| |
Ders çıkarma hastalığı
Bizim medyada meslektaşların tutulduğu en yaygın hastalık "ders çıkarma" hastalığıdır. İstanbul yaz yağmuruna teslim oldu, yine ders çıkartamadık! 10 derste, depremden kefeni yırtma kılavuzu! İşin suyunu çıkarmak da çok basit. Geçende, sahnelerin güzide kadınlarından biri, "İyi aile ilişkileri için haftada 3 kere aganigi gerekir" deyince, bizimkiler gene sürmanşete yapıştırdılar haberi: Okuyun da ders alın hanzolar! Fakat basının hafızası yoktur. Beklemeyin, olamaz da... Ertesi gün başka bir araştırma sökün etti: 1500 erkek üzerinde yapılan cinsellik araştırmasından erkeklerin yüzde 50 oranında "sertleşme sorunu" yaşadığı ileri sürüldü. Basınımız, dünyanın en erkek erkeği olan Türk erkeğinin bu hallerine şaşırdı ve dersleri sıralamaya başladı: Ders çıkaralım sevgili erkek okuyucular: Cezeryenin, mesir macununun bu işle bir ilgisi yok! Dadanırsan, en fazla 100 kilo olup çıkarsın işin içinden...

§ **Bilgiler**

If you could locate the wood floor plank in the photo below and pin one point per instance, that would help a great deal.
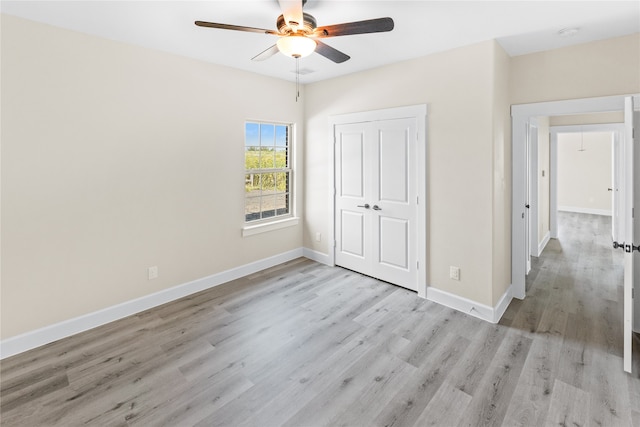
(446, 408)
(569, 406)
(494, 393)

---

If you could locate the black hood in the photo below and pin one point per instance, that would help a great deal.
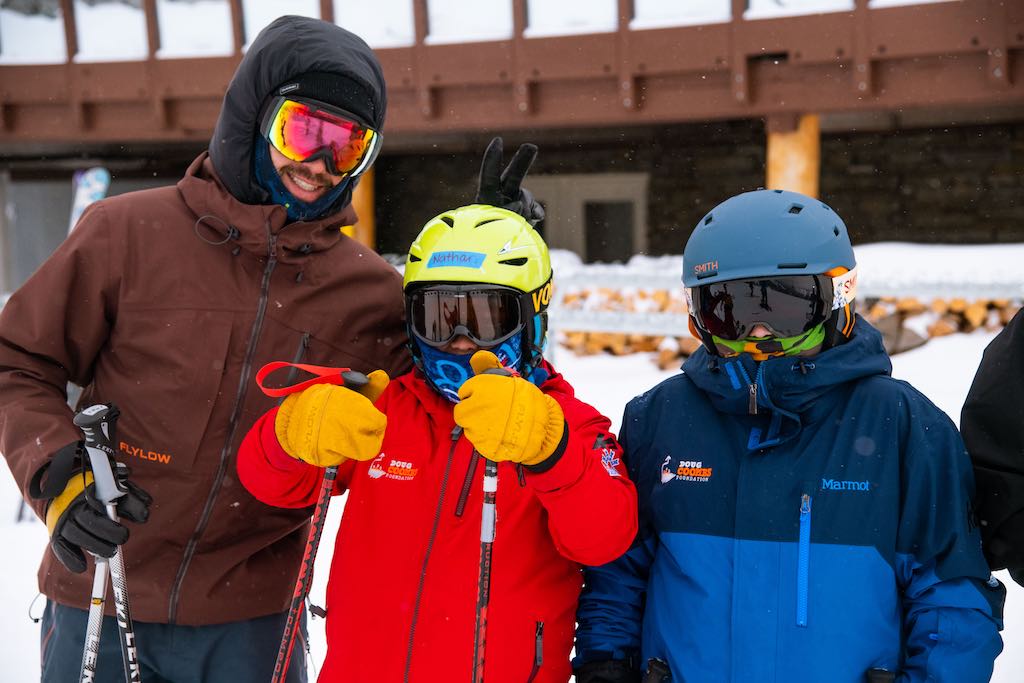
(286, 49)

§ **Okuduğunu Uygula**
**A.** Ders çıkarma hastalığını anlatan alıştırma metninde rakamla yazılmış bütün sayıları sıralayın.
**B.** Alıştırma metnindeki "Bizim medyada meslektaşların tutulduğu en yaygın hastalık "ders çıkarma" hastalığıdır." cümlesini İngilizceye çevirin.
**C.** Alıştırma metnine göre aşağıdaki soruları yanıtlayın.
(i) Hangi şehir yaz yağmuruna teslim oldu?
(ii) Cinsellik araştırması kaç erkek üzerinde yapıldı?
(iii) Cezeryeye ve mesir macununa dadanan biri en fazla kaç kilo olup çıkar?

§ **Yanıtlar**
**A.** 10, 3, 1500, 50, 100

**B.** The most common disease that colleagues in our media catch is the disease of "drawing lessons."

**C.**
(i) İstanbul
(ii) 1500 erkek
(iii) 100 kilo